=== Section Start ===
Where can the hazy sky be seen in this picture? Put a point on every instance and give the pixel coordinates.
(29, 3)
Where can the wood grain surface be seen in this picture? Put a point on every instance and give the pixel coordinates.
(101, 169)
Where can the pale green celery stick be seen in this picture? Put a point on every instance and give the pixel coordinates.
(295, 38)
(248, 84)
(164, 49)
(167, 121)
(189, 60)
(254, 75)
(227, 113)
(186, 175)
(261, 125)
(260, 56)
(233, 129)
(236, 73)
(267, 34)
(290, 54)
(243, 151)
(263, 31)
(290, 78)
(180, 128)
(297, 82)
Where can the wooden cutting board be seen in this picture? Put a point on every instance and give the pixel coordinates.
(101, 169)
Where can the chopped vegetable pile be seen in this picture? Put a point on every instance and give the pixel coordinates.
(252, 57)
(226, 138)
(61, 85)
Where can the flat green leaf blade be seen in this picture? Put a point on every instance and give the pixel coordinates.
=== Section End ===
=== Section Start ===
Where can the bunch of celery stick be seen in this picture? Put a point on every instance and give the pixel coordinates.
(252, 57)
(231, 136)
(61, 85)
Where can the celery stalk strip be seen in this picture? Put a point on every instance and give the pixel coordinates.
=== Section End ===
Problem: Give again exactly, and only, the lines above starting at the one with "Where can the wooden" and ending at the one with "Where can the flat".

Output:
Where can the wooden cutting board be seen in this picture? Put a point on every instance and give the pixel coordinates.
(101, 169)
Where can the chopped vegetable pile be seen in this picture? Put a point on every instance and give the pixel coordinates.
(252, 57)
(226, 138)
(61, 85)
Where can the flat green leaf blade be seen in this picture? Put a point on every instance and give the pixel coordinates.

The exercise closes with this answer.